**Written request**
Copy all of the records below word for word and leave the pictures out of your copy.

**Supplied records**
- - - - - - -

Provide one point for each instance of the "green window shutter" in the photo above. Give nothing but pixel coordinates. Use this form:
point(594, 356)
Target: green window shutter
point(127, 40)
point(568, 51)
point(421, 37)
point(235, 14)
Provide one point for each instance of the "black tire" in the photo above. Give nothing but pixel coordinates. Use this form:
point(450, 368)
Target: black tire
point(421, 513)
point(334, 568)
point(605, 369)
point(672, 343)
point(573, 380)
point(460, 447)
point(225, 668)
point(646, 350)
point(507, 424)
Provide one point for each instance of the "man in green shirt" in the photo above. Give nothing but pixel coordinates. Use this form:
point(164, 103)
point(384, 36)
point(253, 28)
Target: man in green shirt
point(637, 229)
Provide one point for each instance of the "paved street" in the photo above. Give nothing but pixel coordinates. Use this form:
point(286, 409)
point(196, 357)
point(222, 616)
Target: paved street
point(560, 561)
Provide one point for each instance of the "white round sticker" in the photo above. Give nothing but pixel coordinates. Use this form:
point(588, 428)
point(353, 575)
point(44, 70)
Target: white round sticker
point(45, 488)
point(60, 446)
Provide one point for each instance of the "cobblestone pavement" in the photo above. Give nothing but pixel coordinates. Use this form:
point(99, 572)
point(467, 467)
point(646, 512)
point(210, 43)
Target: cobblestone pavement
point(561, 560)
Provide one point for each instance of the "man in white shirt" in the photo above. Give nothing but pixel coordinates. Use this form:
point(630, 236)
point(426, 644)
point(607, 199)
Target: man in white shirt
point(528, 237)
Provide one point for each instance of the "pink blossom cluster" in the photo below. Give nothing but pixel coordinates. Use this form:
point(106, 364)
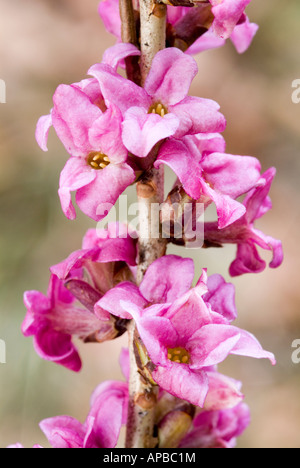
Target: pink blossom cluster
point(115, 130)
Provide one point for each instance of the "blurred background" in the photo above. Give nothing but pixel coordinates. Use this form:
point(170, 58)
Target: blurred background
point(48, 42)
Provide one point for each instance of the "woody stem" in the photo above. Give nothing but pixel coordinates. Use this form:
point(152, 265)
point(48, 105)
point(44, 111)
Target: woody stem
point(150, 193)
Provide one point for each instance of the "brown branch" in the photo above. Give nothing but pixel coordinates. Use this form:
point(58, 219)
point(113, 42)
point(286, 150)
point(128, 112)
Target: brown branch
point(129, 36)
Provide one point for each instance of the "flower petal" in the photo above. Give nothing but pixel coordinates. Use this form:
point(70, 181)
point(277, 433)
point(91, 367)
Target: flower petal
point(162, 283)
point(75, 175)
point(98, 198)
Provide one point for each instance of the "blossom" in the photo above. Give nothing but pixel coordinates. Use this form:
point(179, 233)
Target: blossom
point(237, 26)
point(106, 255)
point(98, 170)
point(246, 236)
point(101, 429)
point(102, 426)
point(217, 429)
point(209, 176)
point(182, 334)
point(227, 14)
point(162, 108)
point(52, 320)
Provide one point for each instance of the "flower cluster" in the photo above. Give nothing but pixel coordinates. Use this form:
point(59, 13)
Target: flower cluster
point(115, 132)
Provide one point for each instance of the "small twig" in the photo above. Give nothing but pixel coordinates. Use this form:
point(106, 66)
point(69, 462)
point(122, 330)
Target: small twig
point(129, 35)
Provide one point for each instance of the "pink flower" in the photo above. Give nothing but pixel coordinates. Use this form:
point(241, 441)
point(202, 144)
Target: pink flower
point(53, 319)
point(246, 236)
point(217, 429)
point(101, 429)
point(183, 335)
point(227, 13)
point(209, 176)
point(162, 108)
point(98, 170)
point(103, 424)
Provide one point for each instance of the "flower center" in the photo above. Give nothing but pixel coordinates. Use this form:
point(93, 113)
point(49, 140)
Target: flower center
point(98, 160)
point(158, 108)
point(179, 355)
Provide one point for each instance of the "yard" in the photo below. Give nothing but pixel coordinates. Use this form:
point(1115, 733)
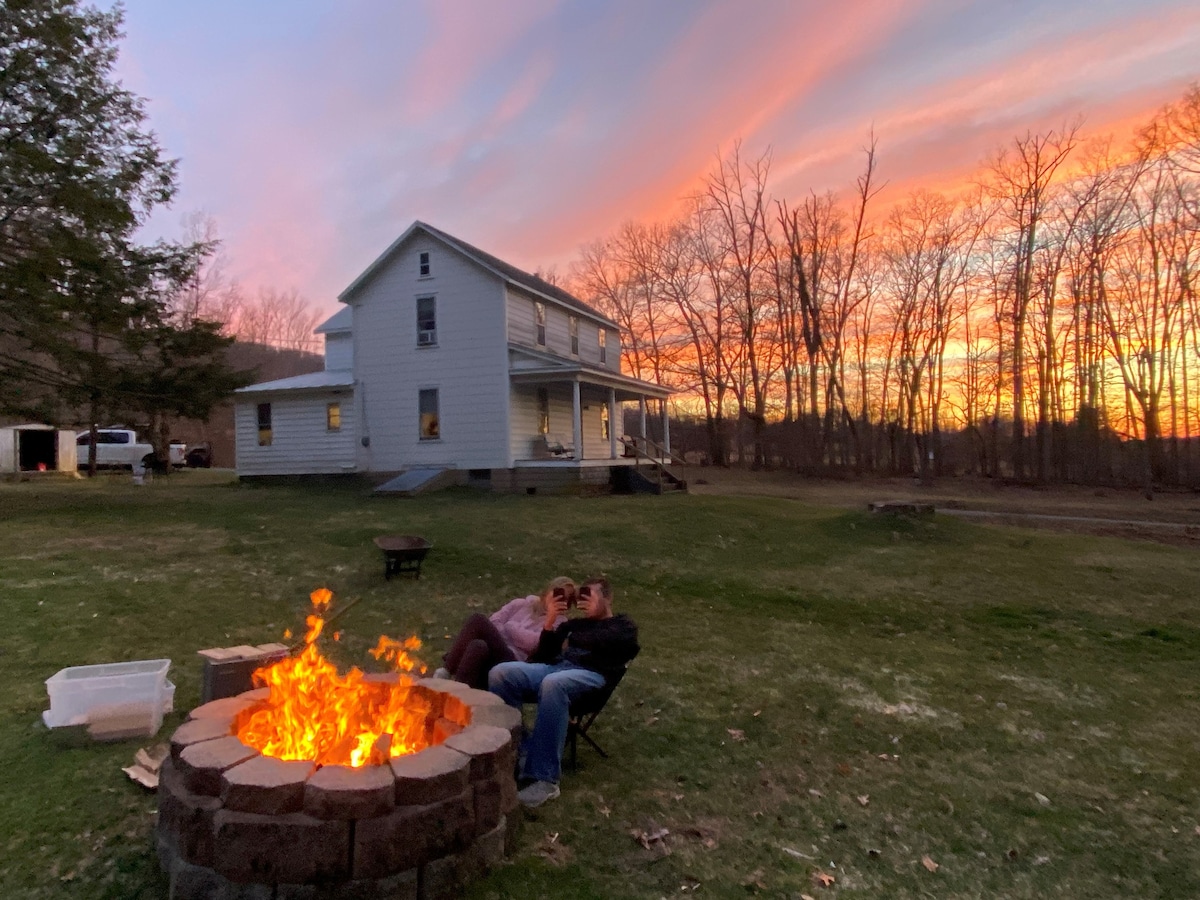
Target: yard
point(827, 703)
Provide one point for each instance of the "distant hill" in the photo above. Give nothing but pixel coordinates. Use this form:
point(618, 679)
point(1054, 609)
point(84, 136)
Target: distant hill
point(269, 364)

- - - - - - -

**Output for this exercise**
Provide one point for each instance of the "green window shutter" in the photo above. Give nothing but pixel coordinates. Use this form:
point(594, 356)
Target: green window shutter
point(127, 40)
point(568, 51)
point(421, 37)
point(235, 14)
Provide one point for each instance of the "black tire" in the photo above. Give nothing but pixel coordinates. Use this form:
point(450, 368)
Target: black tire
point(421, 513)
point(334, 568)
point(605, 369)
point(672, 343)
point(573, 380)
point(460, 447)
point(225, 668)
point(646, 350)
point(507, 424)
Provide one point for each instance of the "man in green shirt" in the photo above. Give nothing but pixel coordinates. Use this form:
point(164, 103)
point(384, 36)
point(253, 28)
Target: man in green shirt
point(637, 229)
Provide one point for each instance of the "paved street" in the photo above. Give nothing but pixel coordinates. Use this form:
point(286, 409)
point(196, 357)
point(222, 616)
Target: paved street
point(560, 561)
Provide one point for each instance of the "white round sticker" in the photo above. Give nothing but pixel coordinates. Use this form:
point(588, 428)
point(353, 575)
point(44, 70)
Target: white round sticker
point(45, 488)
point(60, 446)
Provide one point for each instance of the "cobblestone pavement" in the photo above. Give nothing but pixel coordinates. Use this form:
point(99, 572)
point(467, 467)
point(646, 512)
point(210, 43)
Target: cobblestone pavement
point(561, 560)
Provide one point for each instance of the "man in white shirt" in the photo above. Give nothing but pixel coordinates. Use this form:
point(630, 236)
point(426, 644)
point(607, 199)
Target: man in white shirt
point(528, 237)
Provide one point for each instance of the "pink blossom cluster" in the photo below. Give nothing but pixel coordinates. Use this form:
point(106, 364)
Target: pink blossom cluster
point(115, 130)
Provide one point for each instance of the "blurred background" in the photo above. Give nothing but pixel coordinates. Use this form:
point(170, 58)
Target: blurred background
point(48, 42)
Provide one point for each instance of the "woody stem" in the photo above. Give nothing but pixel coordinates. Use this form:
point(152, 265)
point(48, 105)
point(44, 111)
Target: woody stem
point(150, 193)
Provide one point for each instance of the "brown branch" in the photo above. Give nothing but pixel coordinates. Use this form:
point(58, 219)
point(113, 42)
point(286, 150)
point(128, 112)
Target: brown branch
point(129, 36)
Provide one point for each instance of the "flower petal" in the photo above. Give nothing but pixel coordinates. Use this form:
point(70, 181)
point(277, 433)
point(91, 367)
Target: flower petal
point(162, 283)
point(75, 175)
point(98, 198)
Provide one point for each instance of the "blossom" in the photo above. Give nothing but pixel coordinates. Use this form:
point(179, 233)
Target: blossom
point(237, 26)
point(106, 255)
point(98, 170)
point(246, 236)
point(101, 429)
point(102, 426)
point(217, 429)
point(209, 176)
point(182, 334)
point(227, 14)
point(162, 108)
point(52, 320)
Provide one point for each instance of the "flower cluster" in the photo above. Give nothing but pixel coordinates. Use this form:
point(59, 13)
Target: flower cluster
point(115, 132)
Provide one point for each instance of the "small twig" in the photo above. Give nothing but pixel coordinates. Use this form:
point(106, 66)
point(69, 462)
point(122, 330)
Target: small twig
point(129, 35)
Provide one point for each instance of the "pink flower" in the photo above. Give nothing but pixel coordinates. Use this form:
point(241, 441)
point(202, 144)
Target: pink flower
point(53, 319)
point(246, 236)
point(217, 429)
point(101, 429)
point(183, 335)
point(227, 13)
point(209, 176)
point(162, 108)
point(98, 170)
point(103, 424)
Provide one point for each instance of the "flower center" in the photo above. Give nothing but pixel coordinates. Use this form:
point(93, 113)
point(49, 140)
Target: flower center
point(98, 160)
point(158, 108)
point(179, 355)
Provide one point for each instance of the "yard" in the photo below. Give nothing but pixel coordinates. Use this form:
point(1115, 733)
Target: yard
point(827, 703)
Provide one point for each instance of the "distant hill" in the photo above. Give nothing but pixel coordinates. Use this form:
point(618, 679)
point(1054, 609)
point(84, 136)
Target: distant hill
point(269, 364)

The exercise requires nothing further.